TEXT PROVIDED:
+---+

Midway through the Navy's fiscal 1999 budget hearings, a frustrated Senator John Warner (R-VA) had grilled enough admirals and top civilians to fill a frigate's wardroom. But no one, in his opinion, could answer his essential question: How would the Navy stop the shrinking of the fleet?
The Pentagon's five-year financial blueprint proposes an average of six new warships a year—two to four too few to sustain a 300-vessel fleet—and a promise to bump up shipbuilding in the years beyond.
"Where are the dollars going to come from?" Warner asked Vice Admiral Conrad C. Lautenbacher, the Navy's warfare requirements chief, at a March hearing.
Admiral Lautenbacher outlined plans to develop vastly cheaper ways to build, buy, operate, and maintain warships, but Senator Warner took no solace in his words.
"That's the party line, and I'll accept it for the moment," the Senate Armed Services Seapower Subcommittee Chairman said, pounding a broad oaken table and rising to leave. "But I'm going to continue to probe this."
A former Navy Secretary whose district contains the country's largest shipyard, Senator Warner is among the senior lawmakers sounding a tocsin on Capitol Hill.
"The fundamental question facing the Navy is `how many ships?"' declared U.S. Representative David McHale (D-PA), a Marine reservist who has expressed interest in the job of Secretary of the Navy after he leaves Congress this year. At a House National Security Committee hearing in mid-March, McHale noted that a Navy leadership that endorsed a 346-ship fleet in 1993 will by 2003 operate just 303 vessels.
"We're going in the wrong direction," he said.
But the balanced-budget agreement and an expensively frenetic operating tempo probably mean that more ships will be sacrificed.
"Tough choices have to be made, and frankly, I don't see them being made," McHale said.

+---+

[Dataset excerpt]
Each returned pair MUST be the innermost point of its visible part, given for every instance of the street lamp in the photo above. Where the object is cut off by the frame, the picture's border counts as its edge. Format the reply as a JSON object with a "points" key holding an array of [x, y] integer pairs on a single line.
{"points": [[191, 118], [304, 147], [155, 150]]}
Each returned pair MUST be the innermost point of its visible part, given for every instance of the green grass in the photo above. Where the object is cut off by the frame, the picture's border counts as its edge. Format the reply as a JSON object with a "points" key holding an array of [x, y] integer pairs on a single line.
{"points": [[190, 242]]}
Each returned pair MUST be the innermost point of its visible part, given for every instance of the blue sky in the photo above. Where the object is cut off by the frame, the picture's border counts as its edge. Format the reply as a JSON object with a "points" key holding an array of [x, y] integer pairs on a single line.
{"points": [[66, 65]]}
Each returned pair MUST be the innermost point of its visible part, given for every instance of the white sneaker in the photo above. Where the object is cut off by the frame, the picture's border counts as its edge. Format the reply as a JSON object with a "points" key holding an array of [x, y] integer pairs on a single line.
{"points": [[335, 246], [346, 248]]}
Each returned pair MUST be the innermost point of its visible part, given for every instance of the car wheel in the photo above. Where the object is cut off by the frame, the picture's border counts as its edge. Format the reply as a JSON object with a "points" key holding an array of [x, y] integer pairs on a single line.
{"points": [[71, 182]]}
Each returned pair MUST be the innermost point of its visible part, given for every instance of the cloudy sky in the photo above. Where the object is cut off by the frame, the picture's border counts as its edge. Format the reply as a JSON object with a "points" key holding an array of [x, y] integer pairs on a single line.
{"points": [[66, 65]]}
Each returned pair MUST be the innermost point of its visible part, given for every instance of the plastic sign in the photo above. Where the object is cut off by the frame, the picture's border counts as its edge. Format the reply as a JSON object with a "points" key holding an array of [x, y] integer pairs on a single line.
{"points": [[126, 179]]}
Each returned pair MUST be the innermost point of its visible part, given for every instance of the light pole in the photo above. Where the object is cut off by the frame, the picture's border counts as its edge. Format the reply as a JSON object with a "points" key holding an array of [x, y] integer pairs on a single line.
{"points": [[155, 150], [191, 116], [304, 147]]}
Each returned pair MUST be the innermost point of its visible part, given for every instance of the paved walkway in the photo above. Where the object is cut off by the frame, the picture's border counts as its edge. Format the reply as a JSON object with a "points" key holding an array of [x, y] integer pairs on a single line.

+---+

INSTRUCTIONS TO FOLLOW:
List every person named in the article on Navy shipbuilding, giving each name as the article gives it.

SOLUTION TO THE PROBLEM:
- Senator John Warner (R-VA)
- Vice Admiral Conrad C. Lautenbacher
- U.S. Representative David McHale (D-PA)